--- PROBLEM TO SOLVE ---
Select each line of the listing below containing the word "that". Case matters.

Excerpts of pointing data:
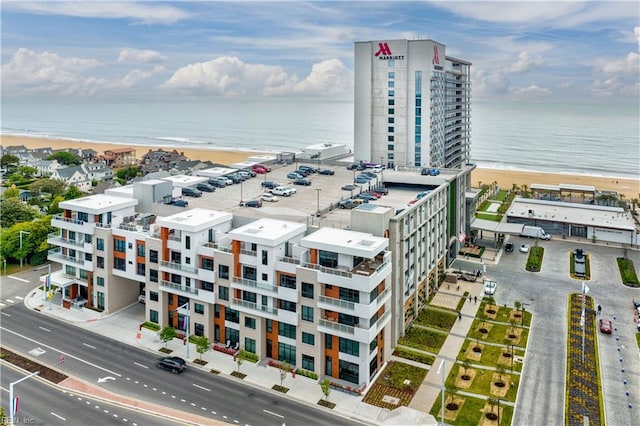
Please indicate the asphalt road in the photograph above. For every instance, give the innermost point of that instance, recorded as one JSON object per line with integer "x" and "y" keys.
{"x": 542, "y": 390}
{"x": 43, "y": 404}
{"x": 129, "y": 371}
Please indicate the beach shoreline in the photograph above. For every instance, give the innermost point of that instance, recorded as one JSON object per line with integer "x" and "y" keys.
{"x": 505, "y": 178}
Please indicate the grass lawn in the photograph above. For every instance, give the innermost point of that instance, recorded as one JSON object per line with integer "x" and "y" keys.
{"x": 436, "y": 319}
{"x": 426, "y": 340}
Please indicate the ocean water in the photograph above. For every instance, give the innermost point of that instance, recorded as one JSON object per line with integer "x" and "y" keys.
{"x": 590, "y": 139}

--

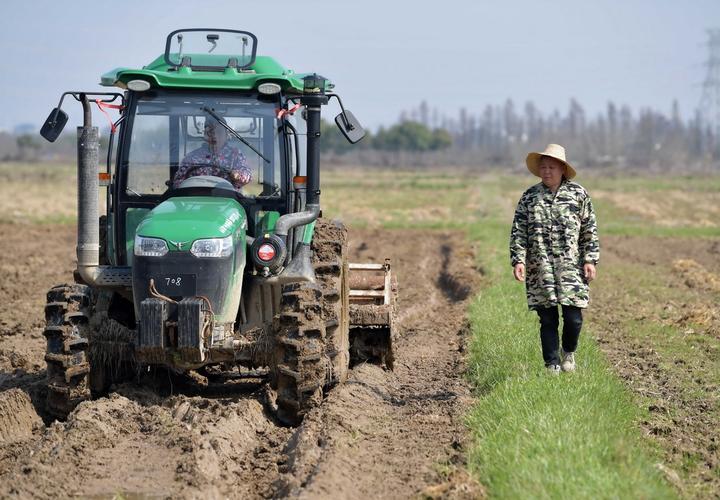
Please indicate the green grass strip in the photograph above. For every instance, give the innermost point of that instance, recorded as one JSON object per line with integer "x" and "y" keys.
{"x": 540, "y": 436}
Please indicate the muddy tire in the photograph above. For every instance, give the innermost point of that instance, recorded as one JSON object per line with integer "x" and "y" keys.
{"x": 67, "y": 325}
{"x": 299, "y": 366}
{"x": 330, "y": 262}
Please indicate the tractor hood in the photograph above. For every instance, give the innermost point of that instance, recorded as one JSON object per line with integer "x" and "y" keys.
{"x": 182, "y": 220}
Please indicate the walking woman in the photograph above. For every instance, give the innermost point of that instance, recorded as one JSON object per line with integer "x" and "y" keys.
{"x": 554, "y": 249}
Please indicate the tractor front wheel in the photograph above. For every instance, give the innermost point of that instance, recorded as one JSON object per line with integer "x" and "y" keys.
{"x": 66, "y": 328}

--- RESPONSE FOR THIS EXERCISE ---
Please indicate the asphalt road in the photograph above. For every instance, give the innermost point of that instance, recorded as one JSON object per line with integer "x" and "y" keys.
Please indicate the beach shoreline in the photograph above. For every instance, give the innermost point of that instance, recorded as one JSON object per line with integer "x" and "y" keys.
Please indicate the grass lawn in the photograph above. For every instance, give the innermost point of that instance, recorded as one JSON object per line with integer "x" and "y" keys.
Please indicate the ocean water in the photograph above. For every instance, give the innermost point of that instance, recorded as one JSON object per line with integer "x" and "y" keys.
Please indicate the green grass strip in the photograph above. For every instance, give the innermost point of that instance, recorded as one JSON object per line with integer "x" and "y" keys.
Please indicate the muddy tire in the photograph above. For every instance, give the innermost point of that instance, recorded as one JSON object per line with integer "x" and "y" keys.
Please indicate the tractor hood in the photograph above. For every instance, give the innermost point of that instance, recorded as one JSON object per line with integer "x" and "y" keys.
Please indicate the walking woman in the photograph above. For every instance, give the innermost point of that instance, recorded as one JSON object per line with integer "x" and "y" keys.
Please indicate the tractor front wheel in the photograph above. For every instance, give the innermost point of that instance, recorded as one JSON object per line with integer "x" and "y" keys.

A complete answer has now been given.